### Records drawn from a dataset
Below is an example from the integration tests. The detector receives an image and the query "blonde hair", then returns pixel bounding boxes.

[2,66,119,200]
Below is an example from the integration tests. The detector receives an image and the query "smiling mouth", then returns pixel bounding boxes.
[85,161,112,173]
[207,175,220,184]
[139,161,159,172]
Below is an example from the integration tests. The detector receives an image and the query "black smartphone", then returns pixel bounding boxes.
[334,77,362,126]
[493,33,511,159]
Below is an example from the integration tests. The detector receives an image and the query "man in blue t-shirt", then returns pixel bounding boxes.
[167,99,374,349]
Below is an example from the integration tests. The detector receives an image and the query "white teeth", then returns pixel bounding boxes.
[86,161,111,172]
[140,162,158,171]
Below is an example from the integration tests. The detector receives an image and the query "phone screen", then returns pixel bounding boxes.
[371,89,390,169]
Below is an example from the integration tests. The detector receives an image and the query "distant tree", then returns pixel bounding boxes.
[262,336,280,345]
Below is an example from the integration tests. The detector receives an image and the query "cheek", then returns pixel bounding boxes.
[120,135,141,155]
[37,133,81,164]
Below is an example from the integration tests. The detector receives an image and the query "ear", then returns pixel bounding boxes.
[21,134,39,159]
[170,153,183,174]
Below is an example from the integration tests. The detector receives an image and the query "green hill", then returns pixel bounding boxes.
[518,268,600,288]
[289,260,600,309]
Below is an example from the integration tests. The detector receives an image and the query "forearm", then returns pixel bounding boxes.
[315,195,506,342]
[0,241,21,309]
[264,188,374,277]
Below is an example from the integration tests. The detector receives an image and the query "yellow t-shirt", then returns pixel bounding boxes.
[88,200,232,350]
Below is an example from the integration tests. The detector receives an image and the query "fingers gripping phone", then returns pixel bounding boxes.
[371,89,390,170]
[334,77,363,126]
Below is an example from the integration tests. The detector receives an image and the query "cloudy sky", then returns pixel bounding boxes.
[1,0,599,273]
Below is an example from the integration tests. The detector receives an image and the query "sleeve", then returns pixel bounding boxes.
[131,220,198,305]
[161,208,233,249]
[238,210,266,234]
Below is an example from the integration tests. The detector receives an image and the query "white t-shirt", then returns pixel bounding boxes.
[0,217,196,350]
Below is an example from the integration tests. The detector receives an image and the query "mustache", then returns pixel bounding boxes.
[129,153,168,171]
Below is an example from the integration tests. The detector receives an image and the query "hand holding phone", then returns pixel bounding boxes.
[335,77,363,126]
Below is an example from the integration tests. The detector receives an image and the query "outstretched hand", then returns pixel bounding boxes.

### Problem to work on
Give an exact copy of all the data shown above.

### Exercise solution
Below is an example from the integration tests. The detector receives an image and the query "blonde hair", then returns pixel bounding boxes.

[2,66,119,200]
Below is an example from the integration tests. The detector receives an image and the query "smiling mouth", then returns pixel bounding boxes.
[85,161,112,173]
[207,175,220,184]
[139,161,159,172]
Below is an example from the integration tests. The detector receives an image and the query "black smartphone", then returns pixel bounding boxes.
[334,77,362,126]
[493,33,511,159]
Below is an example from the integration tests. The detector receives an image and the query "man in blue t-shirt", then returns pixel bounding boxes.
[167,99,374,349]
Below is an example from the integration tests. The detector receives an image and the query "white teeth", then returns pixel bounding boxes.
[86,161,111,172]
[140,162,158,171]
Below is an example from the integration tests. The detector receives an image and the query "phone screen", then returns pixel bounding boxes.
[371,89,390,169]
Below is an example from the integration tests. The detector receives an image and the query "distant tree", then returns pixel bounding boxes.
[262,336,280,345]
Below is an example from the integration tests. The detector receives an image and the query "cheek", then returns pixel bounding boxes.
[120,135,141,155]
[37,133,81,164]
Below is an example from the integration tests. The detector receives an image and the query "ear", then returns pixel bounding boxes.
[21,134,39,159]
[170,153,183,174]
Below is an example from the integration tests. The detector receives an image and the query "green hill", then returns pixel bounding boxes.
[518,268,600,288]
[289,260,600,309]
Below is an example from the integration tests. The detector receives an image and the query "forearm", then returns pixel bounding boxes.
[315,195,506,342]
[0,241,21,309]
[264,188,374,277]
Below is an example from the integration tests. The detector receives an image and the query "yellow t-shirt", then returns pixel bounding boxes.
[88,200,232,350]
Below is an example from the integration tests. The detector receives an image and the query "fingers gripping phone", then returns pixel bounding boxes.
[371,89,390,170]
[334,77,363,126]
Below is an example from the integration tests. The detector receives an image and the query "cloudy sky", then returns pixel bounding boxes.
[1,0,599,273]
Below is an example from the integration tests. The detector receives an image and the query "sleeve", then returns pixel bounding boxes.
[131,220,198,305]
[161,208,233,249]
[238,210,266,234]
Below is an example from the integration tests. The detector receives an image and the query "white t-shirt", then returns pixel bounding boxes.
[0,217,196,350]
Below is an example from the integration tests. The detector receives an image and the query "mustache", then returns pixel bounding boxes.
[129,153,168,171]
Below is an example from the integration tests. The detector receives an image and the query "hand holding phone", then returns pixel bounding boxes.
[335,77,363,126]
Below is an example from the integration tests. The detector receives an image and the query "outstretched hand", then returns pixel bounding boxes.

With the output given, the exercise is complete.